> _Input_

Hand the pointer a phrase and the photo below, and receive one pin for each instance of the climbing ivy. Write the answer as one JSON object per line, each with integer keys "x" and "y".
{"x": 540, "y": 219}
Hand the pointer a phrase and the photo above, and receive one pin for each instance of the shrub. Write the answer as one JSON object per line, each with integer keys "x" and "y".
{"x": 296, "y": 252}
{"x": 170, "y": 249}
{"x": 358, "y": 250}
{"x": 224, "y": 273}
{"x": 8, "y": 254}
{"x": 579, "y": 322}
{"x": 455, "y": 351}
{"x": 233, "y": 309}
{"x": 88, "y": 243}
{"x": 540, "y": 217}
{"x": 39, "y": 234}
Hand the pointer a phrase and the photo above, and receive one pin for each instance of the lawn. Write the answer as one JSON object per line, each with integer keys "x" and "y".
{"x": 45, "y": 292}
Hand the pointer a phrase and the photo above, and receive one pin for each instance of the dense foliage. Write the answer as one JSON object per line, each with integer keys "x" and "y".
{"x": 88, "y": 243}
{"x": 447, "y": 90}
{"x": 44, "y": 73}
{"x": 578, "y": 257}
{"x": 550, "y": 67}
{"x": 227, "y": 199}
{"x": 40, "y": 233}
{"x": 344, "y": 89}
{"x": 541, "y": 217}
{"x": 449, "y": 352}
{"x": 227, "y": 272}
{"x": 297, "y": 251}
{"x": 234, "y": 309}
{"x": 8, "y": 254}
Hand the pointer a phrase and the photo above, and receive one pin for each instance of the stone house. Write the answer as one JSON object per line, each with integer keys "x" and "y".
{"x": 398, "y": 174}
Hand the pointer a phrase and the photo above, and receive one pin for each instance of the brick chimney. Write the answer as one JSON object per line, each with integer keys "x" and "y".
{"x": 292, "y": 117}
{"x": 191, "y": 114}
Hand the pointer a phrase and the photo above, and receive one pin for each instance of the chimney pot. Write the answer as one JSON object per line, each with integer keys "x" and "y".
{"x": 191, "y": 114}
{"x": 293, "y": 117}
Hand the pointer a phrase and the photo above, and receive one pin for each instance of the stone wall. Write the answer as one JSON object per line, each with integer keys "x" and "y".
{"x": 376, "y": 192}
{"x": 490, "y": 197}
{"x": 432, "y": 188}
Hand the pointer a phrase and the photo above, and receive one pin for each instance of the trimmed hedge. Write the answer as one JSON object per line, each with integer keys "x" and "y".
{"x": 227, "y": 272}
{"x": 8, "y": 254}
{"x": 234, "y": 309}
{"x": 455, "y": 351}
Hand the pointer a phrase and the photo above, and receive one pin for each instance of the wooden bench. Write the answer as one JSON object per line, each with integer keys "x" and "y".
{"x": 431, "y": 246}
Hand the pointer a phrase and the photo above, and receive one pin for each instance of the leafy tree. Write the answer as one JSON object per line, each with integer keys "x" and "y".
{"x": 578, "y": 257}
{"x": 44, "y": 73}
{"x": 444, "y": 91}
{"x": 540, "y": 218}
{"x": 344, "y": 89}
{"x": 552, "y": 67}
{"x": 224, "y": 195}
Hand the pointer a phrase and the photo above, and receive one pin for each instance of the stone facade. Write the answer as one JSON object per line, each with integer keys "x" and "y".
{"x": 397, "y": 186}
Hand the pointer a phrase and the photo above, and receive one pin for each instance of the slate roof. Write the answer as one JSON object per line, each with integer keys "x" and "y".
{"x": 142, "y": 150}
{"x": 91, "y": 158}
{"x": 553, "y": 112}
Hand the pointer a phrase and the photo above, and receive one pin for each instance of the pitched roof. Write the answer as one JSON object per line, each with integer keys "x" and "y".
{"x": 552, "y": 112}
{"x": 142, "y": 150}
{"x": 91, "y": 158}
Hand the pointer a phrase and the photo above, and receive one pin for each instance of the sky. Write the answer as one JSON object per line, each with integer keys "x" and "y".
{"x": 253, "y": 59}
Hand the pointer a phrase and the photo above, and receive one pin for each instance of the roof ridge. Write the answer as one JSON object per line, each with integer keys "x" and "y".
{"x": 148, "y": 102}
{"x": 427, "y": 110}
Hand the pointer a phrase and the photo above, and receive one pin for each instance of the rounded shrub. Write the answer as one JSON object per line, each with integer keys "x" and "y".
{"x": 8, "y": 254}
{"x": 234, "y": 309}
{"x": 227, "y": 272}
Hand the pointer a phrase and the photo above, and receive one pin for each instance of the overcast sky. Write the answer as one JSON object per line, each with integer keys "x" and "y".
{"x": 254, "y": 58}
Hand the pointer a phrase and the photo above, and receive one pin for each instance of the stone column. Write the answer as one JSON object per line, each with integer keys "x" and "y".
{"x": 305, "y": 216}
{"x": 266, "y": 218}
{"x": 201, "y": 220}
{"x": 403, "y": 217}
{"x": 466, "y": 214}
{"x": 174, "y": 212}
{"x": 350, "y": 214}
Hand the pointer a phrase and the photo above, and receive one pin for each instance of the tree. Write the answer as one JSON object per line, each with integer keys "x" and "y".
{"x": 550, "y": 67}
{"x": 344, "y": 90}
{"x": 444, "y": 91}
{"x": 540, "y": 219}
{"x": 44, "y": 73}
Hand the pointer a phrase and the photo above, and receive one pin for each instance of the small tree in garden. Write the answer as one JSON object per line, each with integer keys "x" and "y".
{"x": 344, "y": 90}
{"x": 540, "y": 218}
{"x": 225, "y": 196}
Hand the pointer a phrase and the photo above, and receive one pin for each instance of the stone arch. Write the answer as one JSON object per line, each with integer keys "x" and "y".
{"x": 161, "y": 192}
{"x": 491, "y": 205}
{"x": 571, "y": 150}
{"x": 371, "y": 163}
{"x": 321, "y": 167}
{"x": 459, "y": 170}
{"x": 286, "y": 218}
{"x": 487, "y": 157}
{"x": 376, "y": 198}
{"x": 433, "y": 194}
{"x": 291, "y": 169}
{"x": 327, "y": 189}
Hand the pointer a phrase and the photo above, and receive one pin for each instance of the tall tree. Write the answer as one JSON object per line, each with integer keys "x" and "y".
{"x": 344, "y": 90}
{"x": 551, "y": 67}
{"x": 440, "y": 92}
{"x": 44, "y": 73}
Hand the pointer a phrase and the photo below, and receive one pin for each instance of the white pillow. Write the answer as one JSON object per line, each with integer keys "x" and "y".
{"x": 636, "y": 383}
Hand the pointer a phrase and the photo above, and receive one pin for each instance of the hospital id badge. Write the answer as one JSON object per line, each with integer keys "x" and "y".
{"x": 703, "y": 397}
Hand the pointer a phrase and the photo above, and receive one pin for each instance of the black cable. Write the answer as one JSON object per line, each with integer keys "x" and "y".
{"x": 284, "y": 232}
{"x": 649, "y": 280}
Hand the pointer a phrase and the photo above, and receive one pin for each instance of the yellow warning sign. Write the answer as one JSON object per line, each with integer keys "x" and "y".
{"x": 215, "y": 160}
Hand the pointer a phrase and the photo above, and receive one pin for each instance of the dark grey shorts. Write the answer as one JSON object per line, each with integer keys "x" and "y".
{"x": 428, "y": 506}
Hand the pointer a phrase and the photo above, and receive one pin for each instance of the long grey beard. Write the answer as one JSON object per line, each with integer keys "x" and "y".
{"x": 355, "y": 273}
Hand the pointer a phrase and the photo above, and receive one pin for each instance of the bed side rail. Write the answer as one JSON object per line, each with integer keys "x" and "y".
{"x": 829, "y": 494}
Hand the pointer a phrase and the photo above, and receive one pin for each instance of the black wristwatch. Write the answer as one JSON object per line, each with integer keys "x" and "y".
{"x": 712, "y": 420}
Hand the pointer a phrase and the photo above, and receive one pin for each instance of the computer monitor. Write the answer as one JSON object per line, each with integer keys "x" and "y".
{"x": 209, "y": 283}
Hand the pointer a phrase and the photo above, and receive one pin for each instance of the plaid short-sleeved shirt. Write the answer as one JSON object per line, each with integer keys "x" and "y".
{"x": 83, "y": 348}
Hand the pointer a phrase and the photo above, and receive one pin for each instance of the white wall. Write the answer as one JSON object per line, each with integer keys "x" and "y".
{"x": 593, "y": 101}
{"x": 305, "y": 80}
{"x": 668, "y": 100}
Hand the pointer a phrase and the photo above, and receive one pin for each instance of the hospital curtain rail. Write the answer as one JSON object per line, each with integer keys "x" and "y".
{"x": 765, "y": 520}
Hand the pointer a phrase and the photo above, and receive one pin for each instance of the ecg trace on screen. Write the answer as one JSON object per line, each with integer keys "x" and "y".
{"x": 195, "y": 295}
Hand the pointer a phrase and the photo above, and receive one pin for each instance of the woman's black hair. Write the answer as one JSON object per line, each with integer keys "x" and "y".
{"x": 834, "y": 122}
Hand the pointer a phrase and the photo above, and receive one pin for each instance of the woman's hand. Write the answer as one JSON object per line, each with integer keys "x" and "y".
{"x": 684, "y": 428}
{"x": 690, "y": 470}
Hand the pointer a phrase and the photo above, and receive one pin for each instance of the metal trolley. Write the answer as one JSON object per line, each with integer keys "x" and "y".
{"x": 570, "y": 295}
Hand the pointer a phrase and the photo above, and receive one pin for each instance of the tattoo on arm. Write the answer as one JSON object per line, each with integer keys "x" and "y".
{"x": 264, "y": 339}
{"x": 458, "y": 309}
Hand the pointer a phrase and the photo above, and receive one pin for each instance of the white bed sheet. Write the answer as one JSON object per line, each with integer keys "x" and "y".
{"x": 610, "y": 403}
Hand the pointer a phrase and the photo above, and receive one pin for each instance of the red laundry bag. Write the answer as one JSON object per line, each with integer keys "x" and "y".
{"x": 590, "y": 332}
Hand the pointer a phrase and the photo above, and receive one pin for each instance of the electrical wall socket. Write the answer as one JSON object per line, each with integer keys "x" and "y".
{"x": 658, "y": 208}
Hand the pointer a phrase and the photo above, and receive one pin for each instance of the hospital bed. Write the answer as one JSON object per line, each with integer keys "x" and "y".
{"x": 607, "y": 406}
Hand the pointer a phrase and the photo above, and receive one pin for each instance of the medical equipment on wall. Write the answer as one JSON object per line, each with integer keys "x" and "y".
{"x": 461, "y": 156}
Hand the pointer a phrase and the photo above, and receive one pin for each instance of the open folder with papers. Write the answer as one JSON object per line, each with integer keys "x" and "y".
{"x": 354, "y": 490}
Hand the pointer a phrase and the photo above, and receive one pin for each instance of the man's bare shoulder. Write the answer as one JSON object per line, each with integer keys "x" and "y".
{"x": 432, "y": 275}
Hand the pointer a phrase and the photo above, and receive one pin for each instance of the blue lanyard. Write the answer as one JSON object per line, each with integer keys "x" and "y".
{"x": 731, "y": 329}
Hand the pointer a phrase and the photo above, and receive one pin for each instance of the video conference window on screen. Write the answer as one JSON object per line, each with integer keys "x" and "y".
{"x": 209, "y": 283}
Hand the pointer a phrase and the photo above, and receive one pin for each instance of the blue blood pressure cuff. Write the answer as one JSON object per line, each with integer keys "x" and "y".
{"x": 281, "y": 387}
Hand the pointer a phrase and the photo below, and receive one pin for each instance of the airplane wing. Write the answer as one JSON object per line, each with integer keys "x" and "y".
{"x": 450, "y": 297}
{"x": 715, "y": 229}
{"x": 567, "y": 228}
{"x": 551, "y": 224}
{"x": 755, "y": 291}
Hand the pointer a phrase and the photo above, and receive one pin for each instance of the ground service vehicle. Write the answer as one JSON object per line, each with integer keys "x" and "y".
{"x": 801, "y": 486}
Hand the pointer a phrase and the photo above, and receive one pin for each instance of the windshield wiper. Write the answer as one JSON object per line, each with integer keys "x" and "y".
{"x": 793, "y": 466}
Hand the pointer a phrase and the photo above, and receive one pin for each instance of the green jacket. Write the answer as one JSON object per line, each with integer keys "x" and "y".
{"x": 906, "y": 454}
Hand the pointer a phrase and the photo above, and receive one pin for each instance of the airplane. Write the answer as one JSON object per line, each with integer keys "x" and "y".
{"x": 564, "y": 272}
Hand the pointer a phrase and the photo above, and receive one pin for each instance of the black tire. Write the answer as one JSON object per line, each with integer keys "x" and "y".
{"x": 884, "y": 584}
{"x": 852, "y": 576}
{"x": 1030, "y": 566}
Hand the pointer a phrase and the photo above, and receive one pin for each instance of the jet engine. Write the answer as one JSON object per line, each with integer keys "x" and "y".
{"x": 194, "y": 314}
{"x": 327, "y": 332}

> _Task_
The lines to reproduce run from the one containing "the airplane wing." to the last line of the listing; print them exactly, including both ends.

> _Task answer_
Hand the pointer a phrase and the photo below, and receive one pin for each instance of the airplane wing. Write the answer as one JSON object per line, each with integer keys "x" and "y".
{"x": 450, "y": 297}
{"x": 715, "y": 229}
{"x": 567, "y": 228}
{"x": 551, "y": 224}
{"x": 755, "y": 291}
Hand the pointer a phrase and the photo above, and receive one pin for each instance of the ground service vehicle. Write the answer as one JSON object per line, each with integer keys "x" and "y".
{"x": 801, "y": 486}
Hand the pointer a phrase and the photo above, and receive one pin for each instance of the windshield wiper. Write the answer as one JSON object per line, each with integer keys "x" and "y".
{"x": 793, "y": 466}
Hand the pointer a phrase and the photo above, and receive one pin for each instance of the green jacket. Write the answer as one JSON object per line, each with integer keys "x" and "y".
{"x": 906, "y": 454}
Hand the pointer a phrase and the photo above, and receive one pin for each instance of the airplane. Write the answer as one JSON object per line, each with integer keys "x" and "y".
{"x": 564, "y": 272}
Hand the pointer a phrase and the photo above, and receive one pin for each instance of the black tire. Write the answer as one JSON object per line, each with integer keys "x" and "y".
{"x": 884, "y": 584}
{"x": 852, "y": 576}
{"x": 1030, "y": 566}
Hand the pointer a phrase and the photo above, and receive one pin for each instance of the jet engine. Write the answer as one JSON object per line, each with integer keys "x" and "y".
{"x": 194, "y": 314}
{"x": 327, "y": 332}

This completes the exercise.